### [TEXT PASSAGE]
◇ ◇ ◇

Gender Markers: Distinctive Words in Male and Female Authorship

paper, specified "long paper"
  1. 1. Sean G. Weidman

    Pennsylvania State University

  2. 2. James Christopher O'Sullivan

    Pennsylvania State University

Work text
This plain text was ingested for the purpose of full-text search, not to preserve original formatting or readability. For the most complete copy, refer to the original conference program.

Gender Markers: Distinctive Words in Male and Female Authorship

Sean G.

Pennsylvania State University, United States of America


Pennsylvania State University, United States of America


Paul Arthur, University of Western Sidney

Locked Bag 1797
Penrith NSW 2751
Paul Arthur

Converted from a Word document



Long Paper

literary studies
text analysis

gender studies
literary studies
text analysis

Methodology and Results
Craig’s Zeta (Hoover, 2008; Burrows, 2004) was the primary methodology deployed, as was the case in Hoover’s original study. Our Zeta analysis was conducted using Stylo (Eder et al., 2013), with a text slice length of 2,000, text slice overlap of 1,000, and an occurrence and filter threshold of 2 and 0.1, respectively. Initially, we produced standard most frequent wordlists using Delta, with a list of stopwords applied. Comparing these results, we saw little separation between the genders. Zeta, as a measure designed to detect distinctive words, yielded more fruitful data. When comparing authors from across all periods, our results confirm Hoover’s in that there are some stereotypical words that do emerge. On the female side, most notable are ‘household’, ‘smile’, and ‘mother’, while on the male side, ‘country’ and ‘famous’ stand out. ‘America’ is also present in the distinctive male words. The male words are arguably reflective of a dataset that contains slightly more male American authors than it does female American authors—suggesting that Hoover is also correct to point towards nationality as a further potential classifier—but the difference is not so great that it should yield significant skewing. However, while there is a clear presence of stereotypical markers, there is also some significant crossover between authors. This is less pronounced across different periods, but when author sets are considered as a whole (see Figure 1), the macro-separation is not as pronounced as in Hoover’s findings.

Figure 1. All authors.

◇ ◇ ◇

### [LISTED ENTRIES]
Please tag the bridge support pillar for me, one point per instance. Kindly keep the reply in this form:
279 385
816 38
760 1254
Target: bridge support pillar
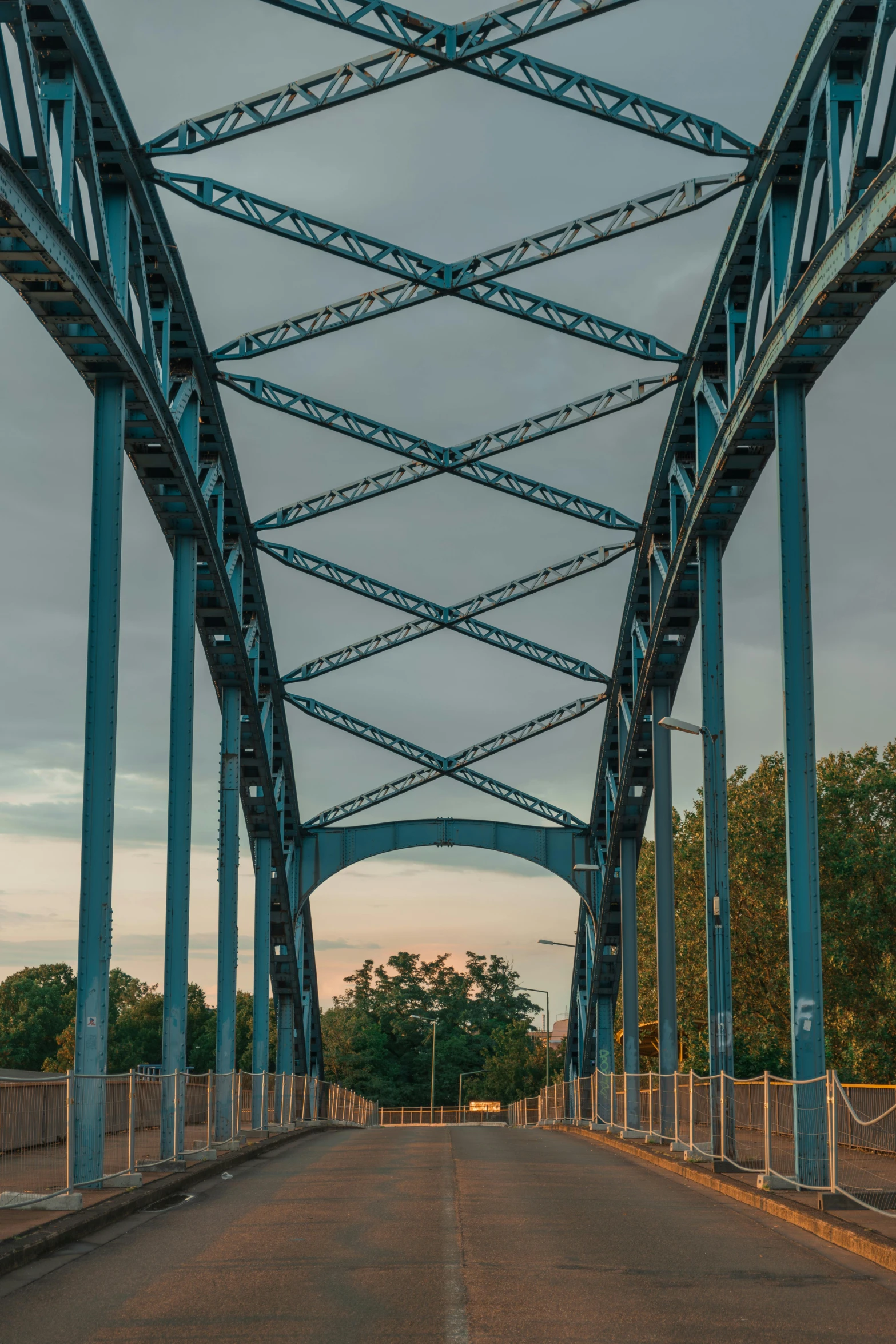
804 898
261 980
666 888
94 931
228 1123
631 1026
285 1055
715 828
180 784
605 1055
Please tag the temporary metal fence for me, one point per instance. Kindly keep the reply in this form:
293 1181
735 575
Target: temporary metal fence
821 1135
62 1135
441 1116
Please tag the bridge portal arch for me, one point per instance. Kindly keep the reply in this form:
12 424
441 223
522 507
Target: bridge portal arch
327 850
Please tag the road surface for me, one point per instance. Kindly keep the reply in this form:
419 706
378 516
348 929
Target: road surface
459 1235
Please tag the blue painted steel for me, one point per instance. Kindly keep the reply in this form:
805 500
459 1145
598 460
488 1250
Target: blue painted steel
435 616
631 1022
414 59
294 225
715 815
497 479
436 766
804 897
261 980
666 898
791 284
570 416
228 901
180 780
410 293
94 933
328 850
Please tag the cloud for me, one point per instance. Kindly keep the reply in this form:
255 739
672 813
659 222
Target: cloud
335 944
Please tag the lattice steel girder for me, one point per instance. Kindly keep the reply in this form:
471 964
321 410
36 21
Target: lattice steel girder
748 441
503 299
521 488
249 208
417 778
435 765
437 617
840 287
449 41
65 292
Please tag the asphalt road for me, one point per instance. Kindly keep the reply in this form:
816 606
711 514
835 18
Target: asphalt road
451 1235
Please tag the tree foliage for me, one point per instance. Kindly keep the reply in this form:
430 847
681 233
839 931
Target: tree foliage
378 1034
858 876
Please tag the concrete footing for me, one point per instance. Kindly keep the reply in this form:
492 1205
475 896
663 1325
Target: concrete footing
27 1199
768 1180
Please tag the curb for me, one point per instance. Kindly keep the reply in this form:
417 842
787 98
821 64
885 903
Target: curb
17 1252
870 1245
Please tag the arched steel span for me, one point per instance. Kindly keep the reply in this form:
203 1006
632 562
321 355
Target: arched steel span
85 242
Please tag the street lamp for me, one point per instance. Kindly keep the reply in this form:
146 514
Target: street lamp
528 989
680 726
433 1023
460 1086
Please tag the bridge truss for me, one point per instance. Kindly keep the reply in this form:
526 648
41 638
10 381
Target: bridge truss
85 242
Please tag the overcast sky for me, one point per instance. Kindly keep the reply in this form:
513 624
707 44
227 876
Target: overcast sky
448 166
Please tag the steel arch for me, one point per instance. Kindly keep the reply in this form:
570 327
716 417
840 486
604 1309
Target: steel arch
798 272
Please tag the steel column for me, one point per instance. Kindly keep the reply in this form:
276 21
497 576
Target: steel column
285 1051
804 897
605 1054
666 890
261 979
94 932
715 809
180 782
631 1026
228 901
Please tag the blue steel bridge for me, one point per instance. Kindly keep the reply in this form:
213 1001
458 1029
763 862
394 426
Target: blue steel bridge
86 244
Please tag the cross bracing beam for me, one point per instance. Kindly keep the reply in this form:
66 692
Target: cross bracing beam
249 208
417 778
451 41
503 299
505 66
520 487
517 644
435 766
435 616
570 416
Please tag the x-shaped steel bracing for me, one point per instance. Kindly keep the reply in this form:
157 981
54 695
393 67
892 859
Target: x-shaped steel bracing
432 765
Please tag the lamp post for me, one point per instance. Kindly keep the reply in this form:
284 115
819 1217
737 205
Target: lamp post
433 1023
528 989
460 1085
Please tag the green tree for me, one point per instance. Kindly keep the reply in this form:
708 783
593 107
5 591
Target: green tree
858 876
517 1066
245 1003
378 1035
35 1007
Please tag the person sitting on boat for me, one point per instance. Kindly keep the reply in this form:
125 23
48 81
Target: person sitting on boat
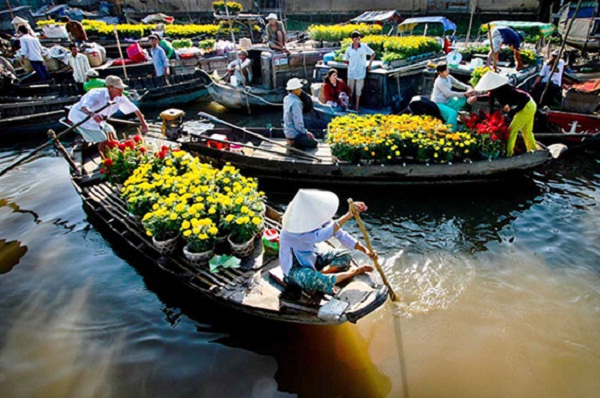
93 81
159 59
75 29
241 68
32 49
293 121
554 92
80 65
275 33
449 101
356 58
96 130
335 91
514 101
306 222
506 36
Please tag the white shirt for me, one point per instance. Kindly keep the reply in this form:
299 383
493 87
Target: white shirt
31 48
556 76
442 89
357 61
80 65
94 100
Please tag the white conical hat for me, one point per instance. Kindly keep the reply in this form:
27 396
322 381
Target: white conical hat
490 81
309 210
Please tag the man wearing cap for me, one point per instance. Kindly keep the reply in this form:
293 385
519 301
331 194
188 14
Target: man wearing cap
80 65
514 101
506 36
306 222
93 81
96 129
356 58
293 121
241 68
275 33
159 59
554 93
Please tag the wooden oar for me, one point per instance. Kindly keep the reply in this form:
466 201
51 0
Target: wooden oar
298 152
36 150
393 295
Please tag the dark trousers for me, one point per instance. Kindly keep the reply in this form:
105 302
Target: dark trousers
41 70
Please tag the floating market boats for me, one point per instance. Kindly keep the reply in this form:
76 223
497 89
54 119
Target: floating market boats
255 288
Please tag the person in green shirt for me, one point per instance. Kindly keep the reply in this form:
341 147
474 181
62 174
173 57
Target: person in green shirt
93 81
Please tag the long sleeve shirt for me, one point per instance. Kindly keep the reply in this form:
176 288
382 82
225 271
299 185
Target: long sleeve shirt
442 89
303 246
293 120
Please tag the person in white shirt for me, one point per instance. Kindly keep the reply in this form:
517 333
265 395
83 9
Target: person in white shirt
554 93
33 50
96 130
241 68
356 58
80 65
449 101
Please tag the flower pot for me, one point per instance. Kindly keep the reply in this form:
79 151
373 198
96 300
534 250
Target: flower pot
242 250
165 246
197 259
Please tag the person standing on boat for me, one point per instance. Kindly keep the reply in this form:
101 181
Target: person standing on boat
159 59
33 50
293 121
335 91
80 65
514 101
275 33
506 36
96 130
93 81
241 68
75 29
356 58
449 101
554 92
308 221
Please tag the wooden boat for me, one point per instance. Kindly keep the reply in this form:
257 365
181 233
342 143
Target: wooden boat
251 289
270 161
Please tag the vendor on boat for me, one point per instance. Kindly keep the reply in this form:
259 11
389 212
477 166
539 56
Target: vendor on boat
554 93
448 101
275 33
293 121
308 221
241 68
514 101
96 129
335 91
506 36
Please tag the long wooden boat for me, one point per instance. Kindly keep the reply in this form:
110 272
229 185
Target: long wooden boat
266 160
253 289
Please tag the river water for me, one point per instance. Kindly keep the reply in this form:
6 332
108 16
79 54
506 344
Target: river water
499 287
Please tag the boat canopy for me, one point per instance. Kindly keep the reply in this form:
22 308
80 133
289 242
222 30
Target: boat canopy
411 23
545 29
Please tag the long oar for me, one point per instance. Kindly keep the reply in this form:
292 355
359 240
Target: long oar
393 295
36 150
289 148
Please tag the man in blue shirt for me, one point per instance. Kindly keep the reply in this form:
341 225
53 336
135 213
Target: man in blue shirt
506 36
293 120
159 59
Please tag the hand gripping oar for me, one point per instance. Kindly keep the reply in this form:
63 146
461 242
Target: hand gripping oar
295 151
36 150
393 295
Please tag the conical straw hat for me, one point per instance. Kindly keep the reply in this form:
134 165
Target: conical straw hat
490 81
309 210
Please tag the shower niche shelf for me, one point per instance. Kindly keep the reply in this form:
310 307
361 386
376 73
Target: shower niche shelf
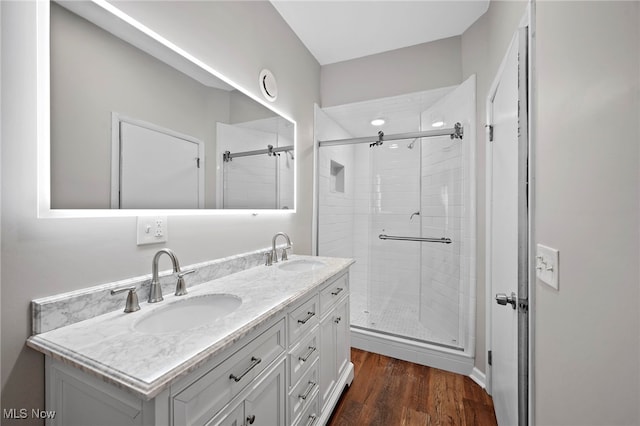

◇ ◇ ◇

### [EXERCISE 1]
List every word that the gender markers paper names as distinctive of female or male authors, and note which side each belongs to.
### [EXERCISE 2]
Answer these questions using the gender markers paper:
(a) Which software was used to run the Zeta analysis?
(b) What text slice length was set?
(c) What did the most frequent wordlists produced with Delta show about the genders?
### [EXERCISE 3]
Write a continuation of the gender markers paper, beginning after its final line.

### [FINAL ANSWER 1]
Female: household, smile, mother
Male: country, famous, America

### [FINAL ANSWER 2]
(a) Stylo
(b) 2,000
(c) Little separation between the genders

### [FINAL ANSWER 3]
As suggested by Hoover, we also analyze authors chronologically, comparing male and female authors across their respective periods. Once again, there are substantial correlations with Hoover’s wordlist, with stereotypes appearing in all sets, across all periods. But, as noted, the crossover between genders fluctuates throughout periods, with contemporary authors sharing the greatest similarities (see Figures 2, 3, and 4). This would suggest that gender distinctions between authors fluctuate across literary epochs.

Figure 2. Victorian authors.

Figure 3. Modernist authors.

Figure 4. Contemporary authors.
Our methodological implications do require brief commentary. A Zeta analysis introduces its own inherent limitations, forming as it does a list of words preferred and avoided by one dataset (e.g., female literature) insofar as they relate to another dataset (e.g., male literature). In Delta, the data speaks for itself, whereas in Zeta we use a mode of classification, so the separation we receive is partly a result of our dataset preparation. Rather than the data establishing its own distinctions, we (in a way) privilege and impose the gender split in our separation of the male and female datasets. There are literary and mathematical justifications for this, but it is worth acknowledging, and certainly worth discussing in the context of a gender-specific study. However, taking into account the data from our Delta analysis, the results of which turned up inconclusive, the subsequent Zeta can be seen to merely refine an already existent pattern. That being said, this particularity is something we will focus on further as we fine-tune our analysis for presentation. In doing so, we will computationally compare results across all of the lists, including Hoover’s, to see if any correlations may have been missed in this initial stage, which will ultimately allow us to conduct a closer analysis of the distinctive gender markers.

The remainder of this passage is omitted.